What you should do
Write the records out again, precisely as they stand.

---------------

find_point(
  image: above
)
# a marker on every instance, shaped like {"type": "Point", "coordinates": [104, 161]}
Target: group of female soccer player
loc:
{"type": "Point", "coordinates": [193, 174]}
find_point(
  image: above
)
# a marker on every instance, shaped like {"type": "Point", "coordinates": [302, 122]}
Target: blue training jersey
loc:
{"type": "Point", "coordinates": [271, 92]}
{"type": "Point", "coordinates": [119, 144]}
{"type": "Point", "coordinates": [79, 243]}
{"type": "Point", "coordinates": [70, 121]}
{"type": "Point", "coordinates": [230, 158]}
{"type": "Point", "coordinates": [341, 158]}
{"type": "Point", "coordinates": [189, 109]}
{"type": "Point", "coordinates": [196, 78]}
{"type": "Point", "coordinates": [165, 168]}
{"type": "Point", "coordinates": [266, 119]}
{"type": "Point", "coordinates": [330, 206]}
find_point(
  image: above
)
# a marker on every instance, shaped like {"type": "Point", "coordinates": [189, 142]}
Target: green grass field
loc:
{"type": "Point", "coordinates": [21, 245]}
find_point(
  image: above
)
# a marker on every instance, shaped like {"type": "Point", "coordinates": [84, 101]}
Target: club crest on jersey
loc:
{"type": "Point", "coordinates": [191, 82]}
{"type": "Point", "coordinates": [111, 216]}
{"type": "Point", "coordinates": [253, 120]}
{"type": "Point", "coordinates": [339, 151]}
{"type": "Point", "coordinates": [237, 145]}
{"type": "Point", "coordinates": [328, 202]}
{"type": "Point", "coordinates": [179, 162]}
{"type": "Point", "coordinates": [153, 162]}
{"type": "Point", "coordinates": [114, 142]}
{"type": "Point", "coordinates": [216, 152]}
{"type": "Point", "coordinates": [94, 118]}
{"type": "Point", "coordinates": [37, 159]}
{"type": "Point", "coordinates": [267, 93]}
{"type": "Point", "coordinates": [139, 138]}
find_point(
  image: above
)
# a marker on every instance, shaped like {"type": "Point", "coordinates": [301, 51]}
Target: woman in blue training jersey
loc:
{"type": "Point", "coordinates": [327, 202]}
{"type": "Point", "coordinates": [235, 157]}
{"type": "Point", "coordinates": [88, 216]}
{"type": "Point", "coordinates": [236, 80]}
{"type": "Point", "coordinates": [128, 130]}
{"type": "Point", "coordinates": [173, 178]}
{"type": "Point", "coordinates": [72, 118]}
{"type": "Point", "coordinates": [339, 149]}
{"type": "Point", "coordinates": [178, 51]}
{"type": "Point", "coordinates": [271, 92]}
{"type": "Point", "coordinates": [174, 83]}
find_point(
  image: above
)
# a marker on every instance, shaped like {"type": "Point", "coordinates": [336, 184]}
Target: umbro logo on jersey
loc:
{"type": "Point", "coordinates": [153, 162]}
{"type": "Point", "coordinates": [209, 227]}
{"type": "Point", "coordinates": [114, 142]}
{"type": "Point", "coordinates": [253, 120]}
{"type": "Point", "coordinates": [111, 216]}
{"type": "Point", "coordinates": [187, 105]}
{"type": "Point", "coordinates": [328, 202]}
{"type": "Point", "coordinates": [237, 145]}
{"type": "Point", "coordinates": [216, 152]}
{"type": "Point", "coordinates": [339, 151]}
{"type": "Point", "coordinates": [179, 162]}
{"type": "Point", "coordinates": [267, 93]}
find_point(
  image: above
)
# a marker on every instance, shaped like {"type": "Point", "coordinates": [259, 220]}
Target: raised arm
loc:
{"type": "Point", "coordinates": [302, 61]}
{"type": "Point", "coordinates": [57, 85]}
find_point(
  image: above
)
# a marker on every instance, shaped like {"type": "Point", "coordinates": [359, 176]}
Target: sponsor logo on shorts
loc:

---------------

Answer
find_point(
  image: above
)
# a marker on every instance, shaped like {"type": "Point", "coordinates": [104, 161]}
Target: group of female soccer player
loc:
{"type": "Point", "coordinates": [193, 174]}
find_point(
  image: above
)
# a marker on every instance, shaped like {"type": "Point", "coordinates": [302, 122]}
Target: blue training jersey
loc:
{"type": "Point", "coordinates": [271, 92]}
{"type": "Point", "coordinates": [119, 144]}
{"type": "Point", "coordinates": [79, 243]}
{"type": "Point", "coordinates": [70, 121]}
{"type": "Point", "coordinates": [230, 158]}
{"type": "Point", "coordinates": [341, 158]}
{"type": "Point", "coordinates": [189, 109]}
{"type": "Point", "coordinates": [196, 78]}
{"type": "Point", "coordinates": [165, 168]}
{"type": "Point", "coordinates": [266, 119]}
{"type": "Point", "coordinates": [330, 206]}
find_point(
  image: above
)
# a marker on every instance, shaped like {"type": "Point", "coordinates": [189, 142]}
Target: green grass field
loc:
{"type": "Point", "coordinates": [21, 245]}
find_point(
  image: above
)
# a marker on every instance, shaped like {"type": "Point", "coordinates": [84, 101]}
Target: club crest on jersey
loc:
{"type": "Point", "coordinates": [191, 82]}
{"type": "Point", "coordinates": [111, 216]}
{"type": "Point", "coordinates": [253, 120]}
{"type": "Point", "coordinates": [339, 151]}
{"type": "Point", "coordinates": [237, 145]}
{"type": "Point", "coordinates": [328, 202]}
{"type": "Point", "coordinates": [179, 162]}
{"type": "Point", "coordinates": [153, 162]}
{"type": "Point", "coordinates": [114, 142]}
{"type": "Point", "coordinates": [216, 152]}
{"type": "Point", "coordinates": [94, 118]}
{"type": "Point", "coordinates": [37, 159]}
{"type": "Point", "coordinates": [267, 93]}
{"type": "Point", "coordinates": [139, 138]}
find_point(
  image: above
)
# a marker on every instance, shaped like {"type": "Point", "coordinates": [301, 51]}
Target: woman in blue training jersey
loc:
{"type": "Point", "coordinates": [327, 202]}
{"type": "Point", "coordinates": [235, 157]}
{"type": "Point", "coordinates": [88, 216]}
{"type": "Point", "coordinates": [236, 80]}
{"type": "Point", "coordinates": [128, 130]}
{"type": "Point", "coordinates": [173, 178]}
{"type": "Point", "coordinates": [72, 118]}
{"type": "Point", "coordinates": [339, 149]}
{"type": "Point", "coordinates": [178, 51]}
{"type": "Point", "coordinates": [271, 92]}
{"type": "Point", "coordinates": [174, 83]}
find_point(
  image: above
)
# a marker on every instance, shaped like {"type": "Point", "coordinates": [336, 184]}
Target: umbro logo on jersey
loc:
{"type": "Point", "coordinates": [153, 162]}
{"type": "Point", "coordinates": [209, 227]}
{"type": "Point", "coordinates": [114, 142]}
{"type": "Point", "coordinates": [253, 120]}
{"type": "Point", "coordinates": [111, 216]}
{"type": "Point", "coordinates": [187, 105]}
{"type": "Point", "coordinates": [328, 202]}
{"type": "Point", "coordinates": [237, 145]}
{"type": "Point", "coordinates": [216, 152]}
{"type": "Point", "coordinates": [339, 151]}
{"type": "Point", "coordinates": [179, 162]}
{"type": "Point", "coordinates": [267, 93]}
find_point(
  image: above
)
# a marker on every instance, shaped like {"type": "Point", "coordinates": [259, 220]}
Target: raised arm
loc:
{"type": "Point", "coordinates": [302, 61]}
{"type": "Point", "coordinates": [57, 85]}
find_point(
  image: above
)
# a marker on every instance, shaped like {"type": "Point", "coordinates": [359, 176]}
Target: sponsor logo on shorts
loc:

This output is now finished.